=== MATERIAL PROVIDED ===

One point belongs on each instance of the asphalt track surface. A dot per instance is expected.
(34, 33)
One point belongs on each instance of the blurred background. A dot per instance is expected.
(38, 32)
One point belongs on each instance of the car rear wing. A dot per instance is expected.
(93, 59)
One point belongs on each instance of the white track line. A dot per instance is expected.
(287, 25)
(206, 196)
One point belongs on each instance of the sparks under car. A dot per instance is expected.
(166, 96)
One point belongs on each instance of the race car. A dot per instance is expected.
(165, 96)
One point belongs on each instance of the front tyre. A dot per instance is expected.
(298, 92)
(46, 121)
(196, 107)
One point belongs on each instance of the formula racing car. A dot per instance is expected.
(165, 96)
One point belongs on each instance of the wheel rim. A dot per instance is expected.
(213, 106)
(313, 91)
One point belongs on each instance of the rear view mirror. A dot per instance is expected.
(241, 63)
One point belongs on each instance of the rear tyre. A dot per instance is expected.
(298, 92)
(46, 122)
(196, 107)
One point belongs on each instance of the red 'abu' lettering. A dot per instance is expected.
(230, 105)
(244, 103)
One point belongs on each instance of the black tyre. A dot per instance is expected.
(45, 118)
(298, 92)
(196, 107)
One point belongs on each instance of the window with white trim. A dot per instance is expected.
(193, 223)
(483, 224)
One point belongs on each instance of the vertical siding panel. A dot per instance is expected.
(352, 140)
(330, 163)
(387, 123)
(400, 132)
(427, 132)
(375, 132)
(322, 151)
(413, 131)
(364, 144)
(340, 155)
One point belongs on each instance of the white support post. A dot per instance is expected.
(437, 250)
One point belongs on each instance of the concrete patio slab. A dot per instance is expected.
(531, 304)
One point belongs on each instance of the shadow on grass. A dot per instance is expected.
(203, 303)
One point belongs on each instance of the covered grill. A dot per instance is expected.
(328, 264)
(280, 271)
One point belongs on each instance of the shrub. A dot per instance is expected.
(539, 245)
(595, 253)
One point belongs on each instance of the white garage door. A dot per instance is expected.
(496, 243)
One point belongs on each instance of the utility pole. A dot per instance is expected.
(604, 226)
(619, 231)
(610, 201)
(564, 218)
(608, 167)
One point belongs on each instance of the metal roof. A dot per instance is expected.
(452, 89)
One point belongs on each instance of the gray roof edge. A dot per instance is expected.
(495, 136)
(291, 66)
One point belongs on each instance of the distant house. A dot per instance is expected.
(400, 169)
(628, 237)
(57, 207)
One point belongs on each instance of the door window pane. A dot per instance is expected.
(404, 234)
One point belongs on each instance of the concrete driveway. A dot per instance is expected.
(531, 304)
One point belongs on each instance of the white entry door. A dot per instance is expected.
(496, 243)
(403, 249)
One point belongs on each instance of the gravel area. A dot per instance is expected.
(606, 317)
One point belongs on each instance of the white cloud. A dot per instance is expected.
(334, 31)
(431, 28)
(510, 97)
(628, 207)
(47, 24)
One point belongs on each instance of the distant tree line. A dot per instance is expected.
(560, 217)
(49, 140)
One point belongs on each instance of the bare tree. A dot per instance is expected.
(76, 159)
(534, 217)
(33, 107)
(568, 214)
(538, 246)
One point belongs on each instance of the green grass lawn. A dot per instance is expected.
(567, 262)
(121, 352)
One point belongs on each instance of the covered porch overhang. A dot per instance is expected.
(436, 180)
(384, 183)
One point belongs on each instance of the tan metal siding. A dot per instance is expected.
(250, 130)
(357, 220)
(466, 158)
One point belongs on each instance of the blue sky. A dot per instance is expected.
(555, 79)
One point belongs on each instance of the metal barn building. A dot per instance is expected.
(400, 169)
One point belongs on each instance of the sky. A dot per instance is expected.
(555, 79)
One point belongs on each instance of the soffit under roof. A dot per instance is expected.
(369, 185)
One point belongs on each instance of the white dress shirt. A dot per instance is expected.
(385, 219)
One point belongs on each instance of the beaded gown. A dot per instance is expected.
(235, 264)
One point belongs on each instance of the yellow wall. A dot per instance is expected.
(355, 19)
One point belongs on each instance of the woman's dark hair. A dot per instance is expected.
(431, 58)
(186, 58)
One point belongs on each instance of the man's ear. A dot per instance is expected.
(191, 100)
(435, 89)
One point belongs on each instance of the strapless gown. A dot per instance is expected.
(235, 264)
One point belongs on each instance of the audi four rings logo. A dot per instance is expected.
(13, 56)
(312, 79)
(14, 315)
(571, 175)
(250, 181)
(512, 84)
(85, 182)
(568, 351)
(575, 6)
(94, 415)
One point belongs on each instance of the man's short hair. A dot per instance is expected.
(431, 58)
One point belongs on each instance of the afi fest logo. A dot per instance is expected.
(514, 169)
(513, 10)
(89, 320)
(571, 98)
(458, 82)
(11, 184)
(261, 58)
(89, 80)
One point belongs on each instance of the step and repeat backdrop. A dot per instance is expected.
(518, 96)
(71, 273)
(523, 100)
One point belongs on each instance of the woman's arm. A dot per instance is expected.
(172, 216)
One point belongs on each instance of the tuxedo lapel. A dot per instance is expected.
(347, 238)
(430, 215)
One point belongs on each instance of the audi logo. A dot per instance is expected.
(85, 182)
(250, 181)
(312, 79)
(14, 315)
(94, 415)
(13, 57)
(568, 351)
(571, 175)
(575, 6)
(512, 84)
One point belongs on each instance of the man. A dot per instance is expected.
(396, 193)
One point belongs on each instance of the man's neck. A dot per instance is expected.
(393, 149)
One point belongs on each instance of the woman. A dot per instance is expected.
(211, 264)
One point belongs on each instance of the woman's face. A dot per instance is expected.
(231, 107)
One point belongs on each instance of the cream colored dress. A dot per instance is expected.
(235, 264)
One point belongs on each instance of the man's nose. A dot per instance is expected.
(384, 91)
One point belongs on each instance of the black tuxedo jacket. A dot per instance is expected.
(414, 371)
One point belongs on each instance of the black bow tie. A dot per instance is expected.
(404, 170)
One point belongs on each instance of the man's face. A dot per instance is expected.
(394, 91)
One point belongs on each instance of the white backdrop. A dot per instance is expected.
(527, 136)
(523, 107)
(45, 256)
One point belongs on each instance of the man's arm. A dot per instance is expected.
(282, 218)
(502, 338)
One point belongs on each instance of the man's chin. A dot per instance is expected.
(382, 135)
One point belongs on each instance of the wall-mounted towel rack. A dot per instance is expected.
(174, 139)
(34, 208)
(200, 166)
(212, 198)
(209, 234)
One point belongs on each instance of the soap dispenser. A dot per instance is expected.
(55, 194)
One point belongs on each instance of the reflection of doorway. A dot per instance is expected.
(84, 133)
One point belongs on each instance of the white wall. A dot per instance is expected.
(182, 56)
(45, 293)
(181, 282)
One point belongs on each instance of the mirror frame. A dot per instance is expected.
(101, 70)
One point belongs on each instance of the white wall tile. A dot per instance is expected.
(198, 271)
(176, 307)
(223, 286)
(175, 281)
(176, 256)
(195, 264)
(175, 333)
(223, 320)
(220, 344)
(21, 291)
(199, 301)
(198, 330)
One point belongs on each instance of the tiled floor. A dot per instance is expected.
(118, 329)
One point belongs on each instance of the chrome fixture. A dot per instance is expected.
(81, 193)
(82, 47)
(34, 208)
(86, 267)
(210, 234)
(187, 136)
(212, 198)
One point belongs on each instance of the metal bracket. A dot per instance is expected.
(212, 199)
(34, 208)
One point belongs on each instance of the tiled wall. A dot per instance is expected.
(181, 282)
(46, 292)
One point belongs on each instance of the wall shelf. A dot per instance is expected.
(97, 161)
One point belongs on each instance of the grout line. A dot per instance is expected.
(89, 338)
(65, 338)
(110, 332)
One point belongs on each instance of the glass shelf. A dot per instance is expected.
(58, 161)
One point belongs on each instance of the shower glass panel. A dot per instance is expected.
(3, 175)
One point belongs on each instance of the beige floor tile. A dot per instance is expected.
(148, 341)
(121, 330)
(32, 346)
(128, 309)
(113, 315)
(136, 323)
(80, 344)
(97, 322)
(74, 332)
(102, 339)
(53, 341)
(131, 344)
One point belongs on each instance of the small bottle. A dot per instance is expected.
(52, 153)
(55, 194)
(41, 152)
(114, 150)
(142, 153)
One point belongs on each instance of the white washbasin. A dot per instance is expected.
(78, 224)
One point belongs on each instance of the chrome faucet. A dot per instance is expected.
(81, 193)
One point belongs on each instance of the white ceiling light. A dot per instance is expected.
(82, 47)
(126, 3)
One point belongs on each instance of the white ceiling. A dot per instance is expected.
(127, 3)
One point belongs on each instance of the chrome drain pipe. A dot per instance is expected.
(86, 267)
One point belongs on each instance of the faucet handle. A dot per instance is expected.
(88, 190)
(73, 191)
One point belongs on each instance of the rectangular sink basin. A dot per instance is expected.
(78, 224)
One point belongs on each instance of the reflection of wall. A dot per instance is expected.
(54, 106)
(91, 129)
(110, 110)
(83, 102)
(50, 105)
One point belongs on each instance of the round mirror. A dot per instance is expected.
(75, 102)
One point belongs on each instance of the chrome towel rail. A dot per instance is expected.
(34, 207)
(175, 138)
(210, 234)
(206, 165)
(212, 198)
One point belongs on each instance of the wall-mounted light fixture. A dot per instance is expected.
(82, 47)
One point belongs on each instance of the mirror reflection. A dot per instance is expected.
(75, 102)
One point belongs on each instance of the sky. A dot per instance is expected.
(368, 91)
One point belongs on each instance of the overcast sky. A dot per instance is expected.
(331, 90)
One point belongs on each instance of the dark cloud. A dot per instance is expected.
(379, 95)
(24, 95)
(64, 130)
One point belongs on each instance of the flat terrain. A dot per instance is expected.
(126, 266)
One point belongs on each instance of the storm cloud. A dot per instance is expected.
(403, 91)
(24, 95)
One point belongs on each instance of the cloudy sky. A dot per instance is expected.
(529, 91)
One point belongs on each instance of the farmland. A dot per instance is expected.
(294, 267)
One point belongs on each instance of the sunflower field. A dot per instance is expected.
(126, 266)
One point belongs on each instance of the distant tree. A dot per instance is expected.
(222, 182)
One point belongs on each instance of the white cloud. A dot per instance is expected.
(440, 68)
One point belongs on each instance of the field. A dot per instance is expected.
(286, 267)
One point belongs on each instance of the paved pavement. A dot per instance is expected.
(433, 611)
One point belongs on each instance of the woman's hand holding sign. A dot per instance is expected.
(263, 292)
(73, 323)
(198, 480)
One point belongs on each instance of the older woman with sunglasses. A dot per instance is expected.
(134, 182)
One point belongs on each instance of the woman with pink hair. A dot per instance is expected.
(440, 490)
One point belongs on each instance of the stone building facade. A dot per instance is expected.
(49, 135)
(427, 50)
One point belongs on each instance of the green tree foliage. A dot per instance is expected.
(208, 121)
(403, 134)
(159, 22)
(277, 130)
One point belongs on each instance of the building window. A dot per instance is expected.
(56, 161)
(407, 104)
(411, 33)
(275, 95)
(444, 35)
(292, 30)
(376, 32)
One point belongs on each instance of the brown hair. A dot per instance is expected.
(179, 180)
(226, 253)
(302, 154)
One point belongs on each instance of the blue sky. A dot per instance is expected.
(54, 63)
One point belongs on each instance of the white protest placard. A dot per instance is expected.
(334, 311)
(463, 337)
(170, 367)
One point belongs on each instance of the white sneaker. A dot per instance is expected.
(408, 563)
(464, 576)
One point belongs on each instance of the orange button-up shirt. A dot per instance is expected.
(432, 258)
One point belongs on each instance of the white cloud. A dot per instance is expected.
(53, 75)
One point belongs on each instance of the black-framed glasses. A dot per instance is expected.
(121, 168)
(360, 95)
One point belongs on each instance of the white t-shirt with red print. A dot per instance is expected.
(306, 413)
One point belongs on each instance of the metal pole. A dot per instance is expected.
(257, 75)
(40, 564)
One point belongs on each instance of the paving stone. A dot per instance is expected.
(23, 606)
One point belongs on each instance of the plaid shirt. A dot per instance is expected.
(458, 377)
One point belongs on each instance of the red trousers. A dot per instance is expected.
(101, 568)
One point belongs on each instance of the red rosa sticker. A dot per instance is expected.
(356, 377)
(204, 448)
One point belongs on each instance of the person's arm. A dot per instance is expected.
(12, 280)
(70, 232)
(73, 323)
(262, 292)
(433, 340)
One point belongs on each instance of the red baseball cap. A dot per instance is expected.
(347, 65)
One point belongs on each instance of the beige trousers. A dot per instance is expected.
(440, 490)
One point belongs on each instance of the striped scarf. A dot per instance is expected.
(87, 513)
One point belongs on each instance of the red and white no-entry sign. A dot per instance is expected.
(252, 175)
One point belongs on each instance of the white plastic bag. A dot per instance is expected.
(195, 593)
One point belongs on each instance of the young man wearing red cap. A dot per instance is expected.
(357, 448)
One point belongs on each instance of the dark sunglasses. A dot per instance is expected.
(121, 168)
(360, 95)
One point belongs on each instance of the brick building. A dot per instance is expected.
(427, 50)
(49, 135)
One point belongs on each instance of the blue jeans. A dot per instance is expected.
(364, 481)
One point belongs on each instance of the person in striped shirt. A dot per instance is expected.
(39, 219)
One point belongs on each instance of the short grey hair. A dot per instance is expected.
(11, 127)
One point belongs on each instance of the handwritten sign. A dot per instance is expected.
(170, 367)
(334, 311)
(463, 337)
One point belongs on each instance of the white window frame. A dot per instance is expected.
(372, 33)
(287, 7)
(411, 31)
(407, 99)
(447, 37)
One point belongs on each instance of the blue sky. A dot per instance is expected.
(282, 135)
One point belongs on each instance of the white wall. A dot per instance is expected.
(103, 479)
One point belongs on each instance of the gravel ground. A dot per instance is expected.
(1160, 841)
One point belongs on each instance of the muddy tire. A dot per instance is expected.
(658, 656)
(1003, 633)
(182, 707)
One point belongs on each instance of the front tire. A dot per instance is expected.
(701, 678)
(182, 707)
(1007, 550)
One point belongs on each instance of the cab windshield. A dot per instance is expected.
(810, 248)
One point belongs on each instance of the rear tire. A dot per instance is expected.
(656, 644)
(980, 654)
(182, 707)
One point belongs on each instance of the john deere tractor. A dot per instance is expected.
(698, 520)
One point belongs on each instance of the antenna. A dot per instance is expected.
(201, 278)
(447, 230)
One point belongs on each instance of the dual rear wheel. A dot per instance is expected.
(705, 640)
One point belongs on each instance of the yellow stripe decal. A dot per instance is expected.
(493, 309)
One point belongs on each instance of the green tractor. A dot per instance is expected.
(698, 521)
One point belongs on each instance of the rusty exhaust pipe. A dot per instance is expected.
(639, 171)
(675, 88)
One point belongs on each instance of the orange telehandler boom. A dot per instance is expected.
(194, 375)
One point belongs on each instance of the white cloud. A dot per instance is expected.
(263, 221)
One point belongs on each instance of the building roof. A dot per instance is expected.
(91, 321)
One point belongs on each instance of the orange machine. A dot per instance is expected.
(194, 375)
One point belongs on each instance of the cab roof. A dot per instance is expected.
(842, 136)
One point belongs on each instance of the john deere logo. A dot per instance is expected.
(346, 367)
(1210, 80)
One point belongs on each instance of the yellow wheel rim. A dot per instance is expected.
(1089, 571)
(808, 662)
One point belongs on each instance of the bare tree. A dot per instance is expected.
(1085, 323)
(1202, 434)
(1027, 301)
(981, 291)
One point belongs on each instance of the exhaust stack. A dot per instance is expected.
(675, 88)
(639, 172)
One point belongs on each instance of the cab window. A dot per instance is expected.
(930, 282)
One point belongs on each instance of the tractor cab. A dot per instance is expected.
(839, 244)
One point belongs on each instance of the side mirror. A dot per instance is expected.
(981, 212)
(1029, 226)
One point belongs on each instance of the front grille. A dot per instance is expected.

===

* _THE TASK_:
Output exactly the lines from the one containing "One point belongs on each instance of the cab windshield." through the last line of the entries, both ends included.

* _TASK RESPONSE_:
One point belongs on each instance of the cab windshield. A dot per instance is expected.
(810, 248)
One point belongs on each instance of the rear tire. A dot per instance is expected.
(656, 644)
(980, 654)
(182, 707)
One point belongs on each instance of the john deere tractor. A dot per instance is expected.
(698, 520)
One point belongs on each instance of the antenna. A dot per instance is expected.
(201, 278)
(447, 230)
One point belongs on each instance of the dual rear wheel. A dot per instance is expected.
(705, 640)
One point belongs on each instance of the yellow stripe decal. A dot per instance is expected.
(493, 309)
One point belongs on each instance of the green tractor. A dot per instance is expected.
(698, 521)
One point belongs on each instance of the rusty exhaust pipe. A dot per instance is expected.
(639, 171)
(675, 88)
One point belongs on each instance of the orange telehandler boom. A dot per instance is expected.
(194, 375)
One point belongs on each instance of the white cloud. A dot per instance is expected.
(263, 221)
One point belongs on each instance of the building roof. A dot per instance is expected.
(91, 321)
One point belongs on each instance of the orange machine. A dot per instance is expected.
(194, 375)
One point belongs on each instance of the cab roof. A dot per instance is expected.
(842, 136)
One point belongs on each instance of the john deere logo. A dot per instance is expected.
(346, 367)
(1210, 80)
One point belongs on each instance of the yellow wheel rim. A dot per instance is expected.
(1089, 571)
(808, 662)
One point belongs on each instance of the bare tree. A dot per instance is expected.
(1085, 323)
(1202, 434)
(1027, 301)
(981, 291)
One point belongs on each instance of the exhaust stack. A dot per instance is expected.
(675, 88)
(639, 172)
One point belongs on each instance of the cab window. A dot per instance is expected.
(930, 282)
One point belongs on each instance of the tractor cab. A dot per instance is expected.
(839, 244)
One point belongs on each instance of the side mirror. A dot per instance is expected.
(981, 212)
(1029, 226)
One point belongs on each instance of the front grille. A dot per instance is expected.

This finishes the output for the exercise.